→ DOCUMENT EXTRACT:
▼▼▼
These days especially, we crave mercy, that plenitude both given and received in times of loss and uncertainty. Such benevolence and kindness infuse East Tennessee poet Jesse Graves’ fourth collection, Merciful Days, an expression his mother used often. Despite his many losses — father, brother, a favorite uncle — Graves is rarely alone in his native valleys and ridges of Sharps Chapel in Union County, ancestral land rich with the spirits and stories of great-greats and beyond, each “a broad old footprint.”
In haunting lyric poems and traditional narratives, Graves shows us these ‘ghost-lives’ that shaped the boy learning the rough language of cows and that imprint the returning adult who walks the fence line now without his father. He slows our busyness and distraction, draws us into time’s shimmer in this particular place, his childhood’s almost mythical forest and cove where “the world held us like a cup,” where history and even prehistory move like a “nameless river.”
It is fitting that this book was released in October, when the veil is traditionally believed thinnest between the present and the otherworld, for Graves seems as familiar with the other side as with the sage grass at his feet. And fitting to clasp the locket of these elegies close, like a reunion photograph with his beloved dead appearing like “eternals,” yet fleeting and taking those merciful days with them. In fact, the striking cover with its murmuration of swallows vibrates in motion, those shades of remembrance weaving above us, “a sound like wind/coming to life.” Yes, now more than ever, bring us mercy. Bring us the enduring, healing power of home to reconcile the lost with the found in our lives.
Note: I’ve known Jesse Graves for many years, since he was an undergraduate at the University of Tennessee, Knoxville. I’ve admired his poetry and critical work as it deepened over time and am proud of his work now as poet-in-residence and professor of literature and creative writing at East Tennessee State University. He answered questions for Chapter 16 via email.
Chapter 16: You navigate many losses in Merciful Days while keeping a careful balance between emotion and restraint. Are you conscious of maintaining that balance and avoiding sentimentality in your work, especially in memory poems?
▲▲▲
→ WHAT TO WORK ON:
[a] In the records, format everything from the line containing "of the <item>utility" down to the line containing "35L335 19L334 16L334" as a numbered list, leaving out blank lines.
[b] Pick up the piece on Jesse Graves' poetry collection Merciful Days and carry it forward past its final sentence.

→ EXERCISE INPUTS:
▼▼▼
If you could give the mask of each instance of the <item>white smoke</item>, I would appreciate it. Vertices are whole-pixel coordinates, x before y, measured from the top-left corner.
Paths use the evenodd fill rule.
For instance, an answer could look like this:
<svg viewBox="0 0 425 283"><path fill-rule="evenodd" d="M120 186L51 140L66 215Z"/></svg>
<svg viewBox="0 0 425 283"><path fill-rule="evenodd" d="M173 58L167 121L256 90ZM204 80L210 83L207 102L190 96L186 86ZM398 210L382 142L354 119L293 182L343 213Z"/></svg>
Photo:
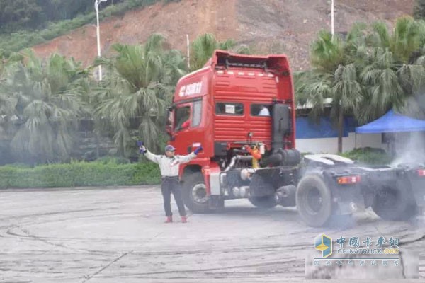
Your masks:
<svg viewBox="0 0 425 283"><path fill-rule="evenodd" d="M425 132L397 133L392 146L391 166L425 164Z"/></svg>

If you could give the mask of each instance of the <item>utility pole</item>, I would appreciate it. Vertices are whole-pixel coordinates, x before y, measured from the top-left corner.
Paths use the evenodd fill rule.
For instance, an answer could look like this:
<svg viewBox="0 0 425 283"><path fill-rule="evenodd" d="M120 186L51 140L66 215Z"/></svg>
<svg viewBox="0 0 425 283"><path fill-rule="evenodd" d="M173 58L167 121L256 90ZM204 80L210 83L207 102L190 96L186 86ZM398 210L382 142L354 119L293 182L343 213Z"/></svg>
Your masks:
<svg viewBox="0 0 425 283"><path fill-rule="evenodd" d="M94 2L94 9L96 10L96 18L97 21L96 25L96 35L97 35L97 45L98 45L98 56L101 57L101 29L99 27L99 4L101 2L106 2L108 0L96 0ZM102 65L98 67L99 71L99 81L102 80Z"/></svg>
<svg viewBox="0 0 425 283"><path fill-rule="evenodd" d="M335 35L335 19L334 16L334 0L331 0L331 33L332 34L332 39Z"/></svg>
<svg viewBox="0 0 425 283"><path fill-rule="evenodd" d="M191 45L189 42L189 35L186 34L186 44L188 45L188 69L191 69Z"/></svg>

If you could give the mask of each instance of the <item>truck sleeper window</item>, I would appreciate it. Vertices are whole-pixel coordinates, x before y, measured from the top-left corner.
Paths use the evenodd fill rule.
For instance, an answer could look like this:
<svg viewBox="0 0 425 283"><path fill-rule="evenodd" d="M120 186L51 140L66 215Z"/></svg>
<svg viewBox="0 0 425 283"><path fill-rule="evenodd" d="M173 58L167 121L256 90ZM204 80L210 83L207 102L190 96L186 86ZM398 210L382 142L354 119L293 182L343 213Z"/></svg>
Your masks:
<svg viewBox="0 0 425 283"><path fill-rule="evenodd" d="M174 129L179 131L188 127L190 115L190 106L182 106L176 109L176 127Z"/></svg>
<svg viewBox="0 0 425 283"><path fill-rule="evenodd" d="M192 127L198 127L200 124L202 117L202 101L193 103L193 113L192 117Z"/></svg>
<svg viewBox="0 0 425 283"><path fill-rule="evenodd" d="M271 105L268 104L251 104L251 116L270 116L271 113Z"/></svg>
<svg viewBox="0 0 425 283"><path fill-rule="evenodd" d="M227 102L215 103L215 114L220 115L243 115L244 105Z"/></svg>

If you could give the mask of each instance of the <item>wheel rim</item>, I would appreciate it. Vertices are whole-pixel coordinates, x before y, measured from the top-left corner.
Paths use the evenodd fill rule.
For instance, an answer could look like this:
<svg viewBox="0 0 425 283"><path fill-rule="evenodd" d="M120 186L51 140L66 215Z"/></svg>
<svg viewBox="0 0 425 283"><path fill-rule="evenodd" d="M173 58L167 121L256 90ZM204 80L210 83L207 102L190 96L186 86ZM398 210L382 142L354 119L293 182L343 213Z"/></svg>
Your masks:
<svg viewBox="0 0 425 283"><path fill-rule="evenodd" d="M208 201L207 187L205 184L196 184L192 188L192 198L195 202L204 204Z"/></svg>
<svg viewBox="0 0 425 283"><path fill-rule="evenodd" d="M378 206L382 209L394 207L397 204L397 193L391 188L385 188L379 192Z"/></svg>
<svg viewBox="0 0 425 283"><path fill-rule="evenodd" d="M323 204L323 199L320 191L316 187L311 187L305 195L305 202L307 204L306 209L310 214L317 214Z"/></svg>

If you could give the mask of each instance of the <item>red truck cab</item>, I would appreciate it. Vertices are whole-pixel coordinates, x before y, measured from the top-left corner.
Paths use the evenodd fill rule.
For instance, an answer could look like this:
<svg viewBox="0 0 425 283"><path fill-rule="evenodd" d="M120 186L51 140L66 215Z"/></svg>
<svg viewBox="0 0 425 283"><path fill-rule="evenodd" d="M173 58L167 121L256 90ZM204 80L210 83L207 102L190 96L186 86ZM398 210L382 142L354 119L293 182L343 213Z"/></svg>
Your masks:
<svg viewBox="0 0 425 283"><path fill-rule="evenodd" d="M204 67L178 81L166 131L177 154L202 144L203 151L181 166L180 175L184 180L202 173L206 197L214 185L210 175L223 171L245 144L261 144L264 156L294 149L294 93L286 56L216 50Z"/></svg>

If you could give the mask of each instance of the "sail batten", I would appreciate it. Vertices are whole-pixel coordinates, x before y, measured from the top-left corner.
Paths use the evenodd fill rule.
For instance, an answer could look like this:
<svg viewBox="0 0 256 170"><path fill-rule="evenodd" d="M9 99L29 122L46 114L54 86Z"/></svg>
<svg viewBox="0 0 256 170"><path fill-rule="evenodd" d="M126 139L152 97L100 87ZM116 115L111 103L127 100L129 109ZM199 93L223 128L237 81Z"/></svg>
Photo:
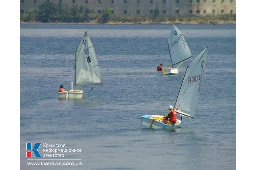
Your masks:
▲▲▲
→ OUTPUTS:
[a]
1. If you could give the mask of each instance of the <item>utility pole</item>, I would appreciate it. Vertices are whole-pixel coordinates, x before y, measured from the top-left corner.
2. Paths use the evenodd fill rule.
3. For instance, an answer could look like this:
4. <svg viewBox="0 0 425 283"><path fill-rule="evenodd" d="M120 186L51 140L66 215Z"/></svg>
5. <svg viewBox="0 0 425 283"><path fill-rule="evenodd" d="M173 58L167 121L256 90ZM204 80L210 83L207 102L190 96L186 86ZM398 210L382 142L354 119L293 182L343 213Z"/></svg>
6. Your masks:
7. <svg viewBox="0 0 425 283"><path fill-rule="evenodd" d="M94 2L94 9L96 10L96 18L97 21L96 25L96 35L97 35L97 45L98 45L98 56L101 57L101 29L99 27L99 4L101 2L106 2L108 0L96 0ZM102 65L98 67L99 71L99 81L102 80Z"/></svg>
8. <svg viewBox="0 0 425 283"><path fill-rule="evenodd" d="M335 35L335 19L334 16L334 0L331 0L331 33L332 34L332 39Z"/></svg>

[b]
Jesse Graves: Thank you for recognizing the balance that I am continually hoping to maintain. I realize the danger of sentimentality with my subject matter, and even with my way of seeing and processing the world. A lot of people and places I care about are gone and are not coming back. I always remember something the great Jack Gilbert said in response to a poem of mine in workshop: “Sentimentality is the risk most worth taking in poetry.” He said that poets should be willing to go where their real feelings take them, because that is where the most important discoveries can be made in poetry. I have realized through the years that most of the poems I really love, and truly care about, from passages of The Odyssey to Joy Harjo’s “Remember,” take that risk.
Chapter 16: Writing in times of loss can move our emotions outside of ourselves as we shape a poem or story — and often helps us travel through grief to a place of acceptance. Did writing these poems help in your grieving process?
Graves: Writing and revising these poems did help me manage my grief over the loss of close family members, though it sometimes takes a while for me to see how the poems will come together. One of the poems from early in the book, “Nameless River,” seems now like a fairly straightforward memory poem about trying to recover a name from my dad’s past, but it was the hardest poem in the whole book for me to figure out.
Trying to articulate all that was lost to me when my dad passed felt too daunting to even ponder, but I desperately needed to recall that name, the man who gave my dad his first independent opportunity. I realized that for every puzzle I solved, countless others would remain in fragments, but I felt a deep connection to my dad when I unearthed the name of Clyde Ivey, who died many years before I was born but was important to me, nevertheless.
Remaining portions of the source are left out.